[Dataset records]
########

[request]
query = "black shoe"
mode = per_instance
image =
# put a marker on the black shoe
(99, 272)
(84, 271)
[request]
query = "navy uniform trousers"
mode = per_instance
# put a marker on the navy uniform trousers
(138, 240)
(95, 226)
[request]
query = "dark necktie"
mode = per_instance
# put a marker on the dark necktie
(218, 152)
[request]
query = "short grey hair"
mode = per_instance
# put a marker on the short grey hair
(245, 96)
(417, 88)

########

**Work item:** The answer must be the line containing "# put a marker on the dark necktie" and every line after it through the end of the records, repeated exactly.

**Output below:**
# put a marker on the dark necktie
(218, 152)
[request]
query = "short grey hair"
mode = per_instance
# put a marker on the short grey hair
(245, 96)
(417, 88)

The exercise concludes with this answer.